# Exercise details:
Which lines of the data below include the string "person"? Return each of them.
*** Input Section Begins ***
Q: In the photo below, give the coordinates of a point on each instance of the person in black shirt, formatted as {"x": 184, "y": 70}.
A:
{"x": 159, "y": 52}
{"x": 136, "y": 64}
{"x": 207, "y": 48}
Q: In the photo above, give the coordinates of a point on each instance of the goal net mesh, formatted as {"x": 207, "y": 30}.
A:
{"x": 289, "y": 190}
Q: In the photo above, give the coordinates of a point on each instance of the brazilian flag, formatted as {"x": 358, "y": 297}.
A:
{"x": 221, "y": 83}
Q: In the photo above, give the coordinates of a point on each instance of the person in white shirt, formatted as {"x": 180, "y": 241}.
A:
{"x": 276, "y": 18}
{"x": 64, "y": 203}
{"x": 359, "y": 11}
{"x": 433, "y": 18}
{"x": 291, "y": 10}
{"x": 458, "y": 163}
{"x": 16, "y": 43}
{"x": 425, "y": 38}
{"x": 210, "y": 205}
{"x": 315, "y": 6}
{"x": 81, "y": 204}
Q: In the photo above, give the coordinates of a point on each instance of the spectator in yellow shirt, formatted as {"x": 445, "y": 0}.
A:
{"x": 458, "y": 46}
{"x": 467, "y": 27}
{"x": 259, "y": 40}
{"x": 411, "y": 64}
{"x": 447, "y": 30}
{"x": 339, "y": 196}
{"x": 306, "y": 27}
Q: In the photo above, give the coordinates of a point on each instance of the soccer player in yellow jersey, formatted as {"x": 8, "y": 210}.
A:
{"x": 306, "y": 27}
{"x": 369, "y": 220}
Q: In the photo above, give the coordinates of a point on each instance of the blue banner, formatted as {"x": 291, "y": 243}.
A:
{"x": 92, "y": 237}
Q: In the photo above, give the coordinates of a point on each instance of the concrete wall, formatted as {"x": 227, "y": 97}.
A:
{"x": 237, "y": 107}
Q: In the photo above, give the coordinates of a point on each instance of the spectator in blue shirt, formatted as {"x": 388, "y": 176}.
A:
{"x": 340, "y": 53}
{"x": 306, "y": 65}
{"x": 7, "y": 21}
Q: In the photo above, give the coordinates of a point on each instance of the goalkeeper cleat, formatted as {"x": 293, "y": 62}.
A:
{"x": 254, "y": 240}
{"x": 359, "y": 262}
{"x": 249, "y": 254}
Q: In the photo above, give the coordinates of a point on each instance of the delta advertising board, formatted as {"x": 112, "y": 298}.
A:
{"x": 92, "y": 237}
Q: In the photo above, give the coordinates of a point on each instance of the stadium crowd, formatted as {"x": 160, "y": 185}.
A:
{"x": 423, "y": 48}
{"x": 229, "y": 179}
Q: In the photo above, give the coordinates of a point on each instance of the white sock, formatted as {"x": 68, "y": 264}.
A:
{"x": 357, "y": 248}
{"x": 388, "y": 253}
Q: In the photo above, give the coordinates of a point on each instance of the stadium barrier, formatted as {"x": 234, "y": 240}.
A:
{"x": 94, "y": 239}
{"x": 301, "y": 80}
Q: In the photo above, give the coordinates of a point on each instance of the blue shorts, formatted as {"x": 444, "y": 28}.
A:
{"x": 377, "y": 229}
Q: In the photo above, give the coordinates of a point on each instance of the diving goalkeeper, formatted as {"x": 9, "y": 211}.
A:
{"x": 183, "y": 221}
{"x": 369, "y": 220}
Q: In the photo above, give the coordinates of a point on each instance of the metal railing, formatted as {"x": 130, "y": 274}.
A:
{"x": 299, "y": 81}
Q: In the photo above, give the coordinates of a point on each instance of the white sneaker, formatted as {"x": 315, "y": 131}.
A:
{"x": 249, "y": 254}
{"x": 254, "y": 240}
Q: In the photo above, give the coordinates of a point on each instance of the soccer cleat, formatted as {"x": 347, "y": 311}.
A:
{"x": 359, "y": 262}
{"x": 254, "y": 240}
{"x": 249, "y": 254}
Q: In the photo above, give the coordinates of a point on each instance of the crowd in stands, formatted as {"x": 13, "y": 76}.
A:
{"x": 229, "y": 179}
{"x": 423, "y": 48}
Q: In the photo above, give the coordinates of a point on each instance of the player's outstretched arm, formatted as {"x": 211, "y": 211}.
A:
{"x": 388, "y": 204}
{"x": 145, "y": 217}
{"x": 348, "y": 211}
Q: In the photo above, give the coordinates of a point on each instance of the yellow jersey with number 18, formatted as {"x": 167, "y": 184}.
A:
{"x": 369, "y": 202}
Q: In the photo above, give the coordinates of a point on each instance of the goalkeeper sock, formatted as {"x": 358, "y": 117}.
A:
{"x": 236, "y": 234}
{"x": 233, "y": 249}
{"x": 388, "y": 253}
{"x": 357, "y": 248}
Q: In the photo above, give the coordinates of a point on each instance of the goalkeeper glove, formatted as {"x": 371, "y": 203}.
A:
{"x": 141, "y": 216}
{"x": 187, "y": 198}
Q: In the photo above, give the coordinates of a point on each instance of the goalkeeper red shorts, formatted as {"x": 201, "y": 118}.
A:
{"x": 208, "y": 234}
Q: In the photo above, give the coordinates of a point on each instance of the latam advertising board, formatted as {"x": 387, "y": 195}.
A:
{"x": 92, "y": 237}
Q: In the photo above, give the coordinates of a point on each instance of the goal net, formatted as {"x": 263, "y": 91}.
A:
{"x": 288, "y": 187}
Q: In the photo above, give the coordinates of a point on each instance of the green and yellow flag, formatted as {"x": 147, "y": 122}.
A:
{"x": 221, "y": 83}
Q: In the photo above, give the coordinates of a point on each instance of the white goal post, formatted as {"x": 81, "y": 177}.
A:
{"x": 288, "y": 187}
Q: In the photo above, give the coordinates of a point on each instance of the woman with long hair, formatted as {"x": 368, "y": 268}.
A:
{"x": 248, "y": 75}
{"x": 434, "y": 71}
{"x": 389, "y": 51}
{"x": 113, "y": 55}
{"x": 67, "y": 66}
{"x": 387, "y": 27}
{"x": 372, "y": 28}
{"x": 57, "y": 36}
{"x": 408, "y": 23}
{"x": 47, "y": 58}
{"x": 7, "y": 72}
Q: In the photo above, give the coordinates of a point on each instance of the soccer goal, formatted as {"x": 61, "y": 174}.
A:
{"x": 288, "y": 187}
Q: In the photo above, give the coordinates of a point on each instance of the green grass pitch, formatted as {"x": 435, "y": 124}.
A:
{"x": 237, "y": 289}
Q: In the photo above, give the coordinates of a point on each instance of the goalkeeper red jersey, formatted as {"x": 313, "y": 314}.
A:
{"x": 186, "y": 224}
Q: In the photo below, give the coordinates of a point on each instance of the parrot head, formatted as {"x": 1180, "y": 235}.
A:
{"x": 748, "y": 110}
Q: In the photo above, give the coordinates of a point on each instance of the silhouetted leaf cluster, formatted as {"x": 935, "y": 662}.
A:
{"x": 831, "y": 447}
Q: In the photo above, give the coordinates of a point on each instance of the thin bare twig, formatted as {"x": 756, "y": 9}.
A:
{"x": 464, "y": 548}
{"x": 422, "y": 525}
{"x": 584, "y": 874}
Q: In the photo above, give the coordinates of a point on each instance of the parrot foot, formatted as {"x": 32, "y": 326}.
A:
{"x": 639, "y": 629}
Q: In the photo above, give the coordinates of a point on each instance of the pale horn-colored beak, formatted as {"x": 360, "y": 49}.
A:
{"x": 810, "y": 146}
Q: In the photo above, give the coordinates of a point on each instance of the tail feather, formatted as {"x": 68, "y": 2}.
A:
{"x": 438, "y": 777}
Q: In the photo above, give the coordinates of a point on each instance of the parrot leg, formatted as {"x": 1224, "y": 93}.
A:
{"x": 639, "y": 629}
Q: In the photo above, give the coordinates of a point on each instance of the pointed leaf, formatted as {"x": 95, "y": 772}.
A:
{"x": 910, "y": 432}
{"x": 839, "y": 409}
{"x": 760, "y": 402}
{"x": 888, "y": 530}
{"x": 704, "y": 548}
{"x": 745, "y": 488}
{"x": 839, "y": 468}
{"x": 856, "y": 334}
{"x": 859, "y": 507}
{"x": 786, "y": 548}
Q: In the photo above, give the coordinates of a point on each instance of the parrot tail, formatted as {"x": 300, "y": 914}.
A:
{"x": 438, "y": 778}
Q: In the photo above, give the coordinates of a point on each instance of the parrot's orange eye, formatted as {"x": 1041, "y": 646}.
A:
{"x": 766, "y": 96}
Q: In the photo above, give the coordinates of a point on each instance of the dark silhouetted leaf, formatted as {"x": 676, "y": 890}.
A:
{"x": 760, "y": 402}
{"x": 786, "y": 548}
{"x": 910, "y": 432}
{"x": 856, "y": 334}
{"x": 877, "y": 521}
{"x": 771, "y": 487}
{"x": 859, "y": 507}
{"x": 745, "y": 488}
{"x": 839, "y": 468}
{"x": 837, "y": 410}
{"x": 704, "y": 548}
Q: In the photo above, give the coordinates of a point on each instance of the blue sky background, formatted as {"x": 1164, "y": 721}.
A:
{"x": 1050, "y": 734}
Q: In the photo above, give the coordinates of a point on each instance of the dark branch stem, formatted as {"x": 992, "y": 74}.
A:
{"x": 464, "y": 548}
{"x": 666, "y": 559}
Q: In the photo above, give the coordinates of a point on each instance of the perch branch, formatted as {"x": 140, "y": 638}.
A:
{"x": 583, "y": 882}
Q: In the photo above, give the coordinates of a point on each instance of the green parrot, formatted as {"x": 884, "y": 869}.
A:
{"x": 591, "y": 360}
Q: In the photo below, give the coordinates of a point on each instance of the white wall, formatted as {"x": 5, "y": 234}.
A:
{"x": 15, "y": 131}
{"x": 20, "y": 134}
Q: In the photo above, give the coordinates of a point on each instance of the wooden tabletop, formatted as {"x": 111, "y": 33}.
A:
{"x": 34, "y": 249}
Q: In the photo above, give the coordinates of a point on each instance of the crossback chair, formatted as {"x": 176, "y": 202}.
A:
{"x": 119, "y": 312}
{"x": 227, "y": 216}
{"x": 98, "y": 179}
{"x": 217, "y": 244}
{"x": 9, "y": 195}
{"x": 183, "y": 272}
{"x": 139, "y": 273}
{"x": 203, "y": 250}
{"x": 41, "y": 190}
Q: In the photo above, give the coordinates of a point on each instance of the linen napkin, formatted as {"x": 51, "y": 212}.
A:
*** Input Section Ends ***
# Written answer:
Q: In the photo below, give the coordinates of a point on each instance of the person in black shirt, formatted as {"x": 184, "y": 70}.
Q: In the photo above, give the coordinates of a point on each instance of the person in white shirt, formatted as {"x": 180, "y": 241}.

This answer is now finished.